◆ SHORT TASK 1 ◆
Pull out each line of the records that contains the word "dark", matching its case exactly.

Travel-French Riviera – Saint Paul de Vence & the Post-impressionists
In the beginning of the 20th century, the not-yet-famous post-impressionist artists, including but not only, Picasso, Chagall and Matisse fell under the spell of this beautiful town and made Saint Paul de Vence their home.
At around the same time, the son of a farmer, Paul Roux, opened a four bedroom inn in Saint Paul de Vence. Roux and his wife named their inn La Colombe d’Or. Unbeknownst to them, this new venture would one day become a famous artistic institution!
In 1940, the filmmaker Jacques Prévert while working in the cinema studios in Nice, stayed in at La Colombe d’Or. His work collegues joined him in this magical town using La Colombe d’Or as their base. Not long after Pablo Picasso came to Saint Paul de Vence and frequented the Inn as well.
Around this period, other postimpressionist painters, such as Dufy, Signac, Matisse Braque, Miro and Soutine also became regulars. The artists met at La Colombe d’Or to discuss art while eating their meals. Sometimes they were too broke to pay, so the artists bartered their artworks for meals.
This was the beginning of the incredible collection of drawings and paintings that Paul Roux accumulated. He decorated his restaurant with the artworks of these emerging but not-yet-famous artists.
Without realizing it, Paul Roux converted La Colombe d’Or into a world-wide famous museum and cultural center!
Other Artists drawn to Saint Paul de Vence
In 1949, the famous romance between Yves Montand and Simone Signoret started in Saint Paul De Vence! In fact, they met at the Colombe d’Or!
Marc Chagall and his wife Vava, in 1966 also became enchanted with this peaceful and beautiful town. The Chagalls built a large house, La Colline, outside the city walls of Saint Paul de Vence. They built their villa next-door to the house of the French art dealer, collector, lithographer, and publisher Aimé Maeght.
Marc Chagall was extremely prolific during his years in Saint Paul de Vence. He hung out often with his artistic friends at La Colombe d’Or or at the Cafe de la Place. Chagall died in 1985 and is buried in the cemetery of Saint Paul de Vence, not far from the grave of Maeght.

◆ Point annotation records ◆
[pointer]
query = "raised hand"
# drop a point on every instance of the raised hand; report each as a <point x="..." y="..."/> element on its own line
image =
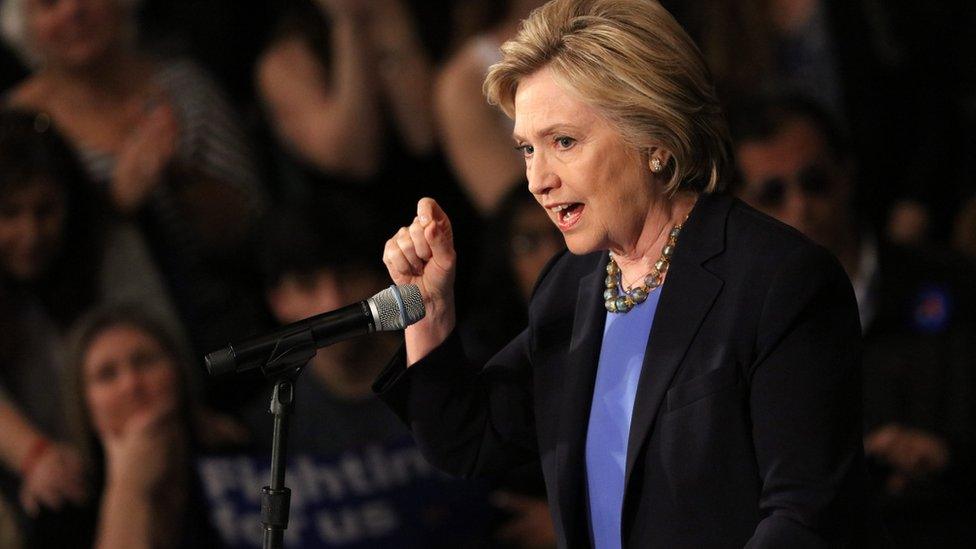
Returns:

...

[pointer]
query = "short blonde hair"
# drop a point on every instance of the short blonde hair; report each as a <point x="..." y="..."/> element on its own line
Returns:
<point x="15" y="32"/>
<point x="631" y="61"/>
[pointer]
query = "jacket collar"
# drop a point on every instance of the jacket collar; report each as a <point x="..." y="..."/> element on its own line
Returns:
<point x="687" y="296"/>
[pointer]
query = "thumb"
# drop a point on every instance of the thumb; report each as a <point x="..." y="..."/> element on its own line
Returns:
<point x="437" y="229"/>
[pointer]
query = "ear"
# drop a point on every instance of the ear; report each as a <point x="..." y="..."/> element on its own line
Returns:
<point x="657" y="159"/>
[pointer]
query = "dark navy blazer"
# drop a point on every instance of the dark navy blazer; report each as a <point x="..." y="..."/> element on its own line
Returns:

---

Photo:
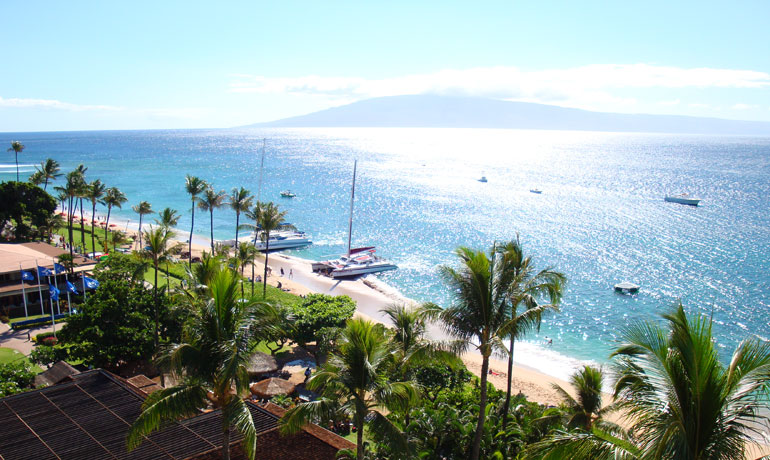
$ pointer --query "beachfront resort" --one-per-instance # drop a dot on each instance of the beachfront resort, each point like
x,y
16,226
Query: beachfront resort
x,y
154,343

◆ SHORT TASK 2 ◆
Rewrite everything in the Saint Paul de Vence text from "Marc Chagall and" down to "grave of Maeght.", putting "residence" in place of "villa".

◆ REPLY 1 ◆
query = "dark navy blazer"
# drop a point on every instance of the dark navy blazer; report each as a <point x="..." y="..."/> element on its own line

◆ REPLY 2 ◆
Marc Chagall and his wife Vava, in 1966 also became enchanted with this peaceful and beautiful town. The Chagalls built a large house, La Colline, outside the city walls of Saint Paul de Vence. They built their residence next-door to the house of the French art dealer, collector, lithographer, and publisher Aimé Maeght.
Marc Chagall was extremely prolific during his years in Saint Paul de Vence. He hung out often with his artistic friends at La Colombe d’Or or at the Cafe de la Place. Chagall died in 1985 and is buried in the cemetery of Saint Paul de Vence, not far from the grave of Maeght.